• **SHORT TASK**
Write out all of the entries exactly, please.

Dataset records:
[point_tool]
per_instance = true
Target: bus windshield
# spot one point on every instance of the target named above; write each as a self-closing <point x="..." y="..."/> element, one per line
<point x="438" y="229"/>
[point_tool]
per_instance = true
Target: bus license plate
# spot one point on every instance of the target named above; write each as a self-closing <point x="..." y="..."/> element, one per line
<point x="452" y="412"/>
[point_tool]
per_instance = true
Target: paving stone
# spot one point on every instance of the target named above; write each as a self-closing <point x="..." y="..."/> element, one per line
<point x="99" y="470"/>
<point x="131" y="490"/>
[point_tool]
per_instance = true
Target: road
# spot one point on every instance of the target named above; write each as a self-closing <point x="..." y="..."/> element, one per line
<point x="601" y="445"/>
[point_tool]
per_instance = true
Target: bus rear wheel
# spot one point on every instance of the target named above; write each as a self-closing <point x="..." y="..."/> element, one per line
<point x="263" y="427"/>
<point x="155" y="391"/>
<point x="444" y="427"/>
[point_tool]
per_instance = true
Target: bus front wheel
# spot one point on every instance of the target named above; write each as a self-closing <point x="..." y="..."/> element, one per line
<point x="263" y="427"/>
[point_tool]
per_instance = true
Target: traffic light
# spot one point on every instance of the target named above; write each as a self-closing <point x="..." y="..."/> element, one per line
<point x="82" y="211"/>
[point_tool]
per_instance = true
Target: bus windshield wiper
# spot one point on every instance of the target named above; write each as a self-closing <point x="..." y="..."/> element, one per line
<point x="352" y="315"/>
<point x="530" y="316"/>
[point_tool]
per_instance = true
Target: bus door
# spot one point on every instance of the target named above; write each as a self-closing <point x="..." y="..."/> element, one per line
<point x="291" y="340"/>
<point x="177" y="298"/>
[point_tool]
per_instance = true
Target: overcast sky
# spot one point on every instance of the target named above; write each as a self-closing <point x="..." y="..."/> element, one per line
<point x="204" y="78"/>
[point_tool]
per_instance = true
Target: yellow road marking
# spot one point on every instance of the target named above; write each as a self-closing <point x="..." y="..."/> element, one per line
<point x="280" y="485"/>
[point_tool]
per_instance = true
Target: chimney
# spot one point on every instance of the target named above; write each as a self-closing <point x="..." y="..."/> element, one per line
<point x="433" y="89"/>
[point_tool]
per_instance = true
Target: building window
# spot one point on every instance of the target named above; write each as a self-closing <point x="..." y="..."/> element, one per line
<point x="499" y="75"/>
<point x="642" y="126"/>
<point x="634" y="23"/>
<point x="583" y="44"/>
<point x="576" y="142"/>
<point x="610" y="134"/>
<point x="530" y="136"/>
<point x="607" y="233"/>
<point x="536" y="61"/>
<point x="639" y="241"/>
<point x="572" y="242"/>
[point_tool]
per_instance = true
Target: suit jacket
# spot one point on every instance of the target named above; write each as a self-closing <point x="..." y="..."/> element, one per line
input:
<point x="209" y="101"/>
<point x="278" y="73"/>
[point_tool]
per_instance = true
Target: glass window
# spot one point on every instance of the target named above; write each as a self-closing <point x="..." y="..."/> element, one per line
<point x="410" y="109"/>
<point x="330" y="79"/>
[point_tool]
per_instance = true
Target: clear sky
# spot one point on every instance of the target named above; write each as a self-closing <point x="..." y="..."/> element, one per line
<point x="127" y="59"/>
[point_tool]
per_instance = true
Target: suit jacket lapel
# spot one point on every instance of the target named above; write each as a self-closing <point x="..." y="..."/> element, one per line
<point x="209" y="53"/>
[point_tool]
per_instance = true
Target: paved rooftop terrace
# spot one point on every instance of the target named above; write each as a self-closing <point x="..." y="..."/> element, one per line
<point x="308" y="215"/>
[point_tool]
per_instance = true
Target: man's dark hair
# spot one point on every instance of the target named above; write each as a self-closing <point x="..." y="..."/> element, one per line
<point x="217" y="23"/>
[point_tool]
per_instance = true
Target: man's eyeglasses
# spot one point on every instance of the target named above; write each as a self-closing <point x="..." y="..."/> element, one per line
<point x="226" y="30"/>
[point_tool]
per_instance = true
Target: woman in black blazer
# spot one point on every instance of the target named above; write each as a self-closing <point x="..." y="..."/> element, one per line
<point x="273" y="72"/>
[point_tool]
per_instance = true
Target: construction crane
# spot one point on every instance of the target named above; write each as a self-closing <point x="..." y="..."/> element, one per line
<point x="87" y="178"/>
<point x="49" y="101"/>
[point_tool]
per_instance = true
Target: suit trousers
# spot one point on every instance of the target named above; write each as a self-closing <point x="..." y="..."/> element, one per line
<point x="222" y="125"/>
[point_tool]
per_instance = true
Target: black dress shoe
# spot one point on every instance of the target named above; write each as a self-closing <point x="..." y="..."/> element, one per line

• **FINAL RESULT**
[point_tool]
per_instance = true
Target: bus windshield
# spot one point on every instance of the target named above; write each as a self-closing <point x="..." y="..."/> element, one per line
<point x="438" y="229"/>
[point_tool]
per_instance = true
Target: bus license plate
# spot one point on every instance of the target named above; write each as a self-closing <point x="..." y="..."/> element, one per line
<point x="452" y="412"/>
[point_tool]
per_instance = true
Target: paving stone
# spot one point on every instance of the target named above; write each as a self-closing <point x="..." y="..."/> element, one per line
<point x="99" y="470"/>
<point x="131" y="490"/>
[point_tool]
per_instance = true
Target: road
# spot one point on every instance of the target named above; write each as a self-closing <point x="..." y="..."/> element, one per line
<point x="601" y="445"/>
[point_tool]
per_instance = true
Target: bus rear wheel
# spot one point on every instance of the target named above; write each as a self-closing <point x="..." y="..."/> element, one per line
<point x="263" y="427"/>
<point x="155" y="391"/>
<point x="444" y="427"/>
[point_tool]
per_instance = true
Target: bus front wheel
# spot one point on every instance of the target named above; write each as a self-closing <point x="..." y="..."/> element, one per line
<point x="263" y="427"/>
[point_tool]
per_instance = true
Target: traffic light
# spot one point on every instance of the target named above; write each as a self-closing <point x="..." y="..."/> element, one per line
<point x="82" y="211"/>
[point_tool]
per_instance = true
Target: bus windshield wiper
# spot one point on every instance of the target named above; write each as a self-closing <point x="..." y="..."/> element, one per line
<point x="352" y="315"/>
<point x="530" y="316"/>
[point_tool]
per_instance = true
Target: bus door
# spot one point on every instance of the target named above; write each as a self-closing <point x="..." y="..."/> element, one per line
<point x="291" y="340"/>
<point x="177" y="298"/>
[point_tool]
per_instance = true
Target: overcast sky
# spot one point on every instance of the target named above; write each as a self-closing <point x="..." y="..."/> element, one per line
<point x="204" y="78"/>
[point_tool]
per_instance = true
Target: yellow road marking
# spot one point on every instance of the target named above; write each as a self-closing <point x="..." y="..."/> element, one per line
<point x="280" y="485"/>
[point_tool]
per_instance = true
Target: chimney
# spot one point on every instance of the target named above; write each as a self-closing <point x="..." y="..."/> element, one per line
<point x="433" y="89"/>
[point_tool]
per_instance = true
Target: building window
# spot one point on every instance of the target named above; write each as a self-closing <point x="..." y="..."/> element, one per line
<point x="499" y="75"/>
<point x="642" y="126"/>
<point x="634" y="23"/>
<point x="583" y="44"/>
<point x="576" y="142"/>
<point x="610" y="134"/>
<point x="530" y="136"/>
<point x="607" y="233"/>
<point x="536" y="61"/>
<point x="639" y="241"/>
<point x="572" y="242"/>
[point_tool]
per_instance = true
Target: suit jacket
# spot one point on every instance of the target named above; write each as a self-closing <point x="..." y="..."/> element, one per line
input:
<point x="209" y="101"/>
<point x="278" y="73"/>
[point_tool]
per_instance = true
Target: glass window
# spot one point on every instance of the target named above; write each as a self-closing <point x="..." y="..."/> element, one per line
<point x="410" y="109"/>
<point x="330" y="79"/>
[point_tool]
per_instance = true
Target: clear sky
# spot one point on every instance of the target named above; write each as a self-closing <point x="..." y="..."/> element, one per line
<point x="127" y="59"/>
[point_tool]
per_instance = true
Target: suit jacket lapel
# spot one point on every instance of the target named above; write each as a self-closing <point x="..." y="..."/> element, one per line
<point x="209" y="53"/>
[point_tool]
per_instance = true
Target: paved rooftop terrace
# spot one point on every instance of the target named above; write each as a self-closing <point x="..." y="..."/> element, one per line
<point x="308" y="215"/>
[point_tool]
per_instance = true
Target: man's dark hair
# spot one point on every instance of the target named above; write each as a self-closing <point x="..." y="..."/> element, one per line
<point x="217" y="23"/>
[point_tool]
per_instance = true
Target: man's eyeglasses
# spot one point on every instance of the target named above; write each as a self-closing <point x="..." y="..."/> element, one per line
<point x="226" y="30"/>
[point_tool]
per_instance = true
Target: woman in black blazer
# spot one point on every instance of the target named above; write each as a self-closing <point x="..." y="..."/> element, one per line
<point x="273" y="72"/>
[point_tool]
per_instance = true
Target: construction crane
# spot one point on every instance of the target named above; write each as a self-closing <point x="..." y="..."/> element, one per line
<point x="87" y="178"/>
<point x="49" y="101"/>
[point_tool]
per_instance = true
Target: suit trousers
# spot one point on every instance of the target named above; write each as a self-closing <point x="..." y="..."/> element, one per line
<point x="222" y="125"/>
[point_tool]
per_instance = true
Target: black dress shoe
# spot one point on every instance of the target named above; write each as a self-closing <point x="..." y="..."/> element, one per line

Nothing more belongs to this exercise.